§ EXERCISE DIRECTIONS:
Please give the data below again in full, exactly as it stands.

§ SUPPLIED RECORDS:
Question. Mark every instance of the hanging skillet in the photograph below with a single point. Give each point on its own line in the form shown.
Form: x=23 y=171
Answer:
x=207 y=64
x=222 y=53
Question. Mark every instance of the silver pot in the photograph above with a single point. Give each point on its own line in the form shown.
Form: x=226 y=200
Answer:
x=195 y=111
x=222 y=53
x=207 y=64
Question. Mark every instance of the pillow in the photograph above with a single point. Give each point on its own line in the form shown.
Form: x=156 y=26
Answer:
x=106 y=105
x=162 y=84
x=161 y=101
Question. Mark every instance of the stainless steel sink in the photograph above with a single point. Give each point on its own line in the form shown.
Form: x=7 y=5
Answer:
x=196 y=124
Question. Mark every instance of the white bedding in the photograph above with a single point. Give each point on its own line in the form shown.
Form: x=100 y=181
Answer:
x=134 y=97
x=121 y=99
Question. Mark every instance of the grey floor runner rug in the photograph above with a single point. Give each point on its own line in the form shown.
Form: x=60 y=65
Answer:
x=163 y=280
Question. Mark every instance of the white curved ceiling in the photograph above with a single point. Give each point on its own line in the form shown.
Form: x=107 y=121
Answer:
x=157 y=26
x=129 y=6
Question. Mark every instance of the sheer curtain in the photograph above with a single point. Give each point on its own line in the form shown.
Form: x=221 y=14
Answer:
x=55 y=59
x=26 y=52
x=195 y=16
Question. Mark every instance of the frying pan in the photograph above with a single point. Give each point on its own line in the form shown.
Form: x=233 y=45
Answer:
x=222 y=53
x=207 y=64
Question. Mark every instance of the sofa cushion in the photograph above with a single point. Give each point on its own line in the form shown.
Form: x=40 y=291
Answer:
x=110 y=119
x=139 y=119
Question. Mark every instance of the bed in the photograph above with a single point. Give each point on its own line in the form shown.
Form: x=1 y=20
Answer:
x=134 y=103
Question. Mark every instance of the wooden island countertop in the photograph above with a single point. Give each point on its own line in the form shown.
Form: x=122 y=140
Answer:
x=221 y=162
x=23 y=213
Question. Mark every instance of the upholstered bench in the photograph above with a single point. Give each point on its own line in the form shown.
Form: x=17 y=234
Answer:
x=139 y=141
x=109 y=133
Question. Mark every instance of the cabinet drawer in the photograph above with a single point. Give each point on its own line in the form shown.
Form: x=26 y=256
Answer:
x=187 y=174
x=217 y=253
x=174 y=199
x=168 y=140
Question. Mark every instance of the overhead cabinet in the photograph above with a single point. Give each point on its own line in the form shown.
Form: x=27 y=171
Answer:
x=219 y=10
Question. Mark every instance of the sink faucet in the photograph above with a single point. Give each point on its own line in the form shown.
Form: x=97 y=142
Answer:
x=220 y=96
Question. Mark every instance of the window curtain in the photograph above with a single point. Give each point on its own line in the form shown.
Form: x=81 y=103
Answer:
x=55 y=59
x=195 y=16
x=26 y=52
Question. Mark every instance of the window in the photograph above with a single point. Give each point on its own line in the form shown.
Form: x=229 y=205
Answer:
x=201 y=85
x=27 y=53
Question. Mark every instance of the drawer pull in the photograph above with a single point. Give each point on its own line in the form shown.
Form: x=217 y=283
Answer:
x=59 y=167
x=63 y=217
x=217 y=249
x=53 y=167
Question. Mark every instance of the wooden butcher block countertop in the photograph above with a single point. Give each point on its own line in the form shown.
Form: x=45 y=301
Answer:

§ EXERCISE RESPONSE:
Question. Mark every instance of the hanging skillet in the photograph below with a single point. Give each point on its own line in the form shown.
Form: x=23 y=171
Answer:
x=207 y=64
x=222 y=53
Question. Mark every instance of the silver pot in the photograph above with a single point. Give each point on its own line in the form shown.
Form: x=226 y=200
Answer:
x=195 y=111
x=222 y=53
x=207 y=64
Question. Mark every instance of the pillow in the photograph above with a single point. Give each point on its own line in the form shown.
Form: x=156 y=26
Answer:
x=106 y=105
x=162 y=84
x=161 y=101
Question. Mark every instance of the stainless steel sink in the photograph above with a single point. Give each point on its own line in the form shown.
Form: x=7 y=5
Answer:
x=196 y=124
Question. Mark every instance of the white bedding in the photograph above with a single point. Give each point on its own line in the form shown.
Form: x=100 y=181
Answer:
x=134 y=97
x=121 y=99
Question. Mark every instance of the grey floor runner rug in the photograph above with a single point. Give each point on its own line in the form shown.
Form: x=60 y=65
Answer:
x=163 y=280
Question. Mark every instance of the white curved ceiling in the photograph above with a single point. Give each point on its own line in the form shown.
Form: x=107 y=121
Answer:
x=157 y=26
x=129 y=6
Question. Mark every instance of the sheer curtain in the photograph above with a single point. Give each point on its own line in the form shown.
Form: x=221 y=14
Answer:
x=55 y=59
x=26 y=52
x=195 y=16
Question. Mark every instance of the frying pan in the photograph above with a single point. Give each point on its own line in the form shown.
Form: x=233 y=45
Answer:
x=222 y=53
x=207 y=64
Question. Mark every instance of the sofa cushion in the photograph above with a single point. Give each point on its own line in the form shown.
Form: x=40 y=291
Answer:
x=110 y=119
x=139 y=119
Question. Mark every instance of the bed in the photograph above with a single point. Give each point on its own line in the form shown.
Form: x=1 y=20
Answer:
x=134 y=103
Question. Mark every instance of the wooden island countertop in the photograph above with a single point. Give each point on its own line in the form shown.
Form: x=122 y=140
Answer:
x=221 y=162
x=23 y=213
Question. Mark every instance of the upholstered bench in the photograph above with a single point. Give each point on its own line in the form shown.
Form: x=17 y=234
Answer:
x=139 y=141
x=109 y=133
Question. Mark every instance of the cabinet drawer in the photograph above with a single point. Give each point on its own line in the form shown.
Form: x=26 y=256
Answer:
x=187 y=174
x=217 y=253
x=174 y=199
x=168 y=140
Question. Mark every instance of the overhead cabinet in the photograph above with a single point. Give each point on its own line in the form shown.
Form: x=27 y=171
Answer:
x=219 y=10
Question. Mark every instance of the sink faucet in the photograph above with a single point. Give each point on its own line in the form shown.
Form: x=97 y=142
Answer:
x=220 y=96
Question. Mark every instance of the window curtain in the photograph above with a single point. Give each point on its own line in the form shown.
Form: x=81 y=103
Answer:
x=55 y=59
x=195 y=16
x=26 y=52
Question. Mark every instance of the window in the photograph above with a single point. Give each point on its own line in the form shown.
Form: x=229 y=205
Answer:
x=201 y=85
x=27 y=53
Question. Mark every instance of the drawer pull in the photograph above with a single point. Give each point on its own line in the form shown.
Form: x=217 y=283
Answer:
x=59 y=167
x=63 y=217
x=217 y=249
x=53 y=167
Question. Mark every instance of the wooden butcher block countertop in the photograph above with a single point. Give each point on its own line in the form shown.
Form: x=45 y=301
Answer:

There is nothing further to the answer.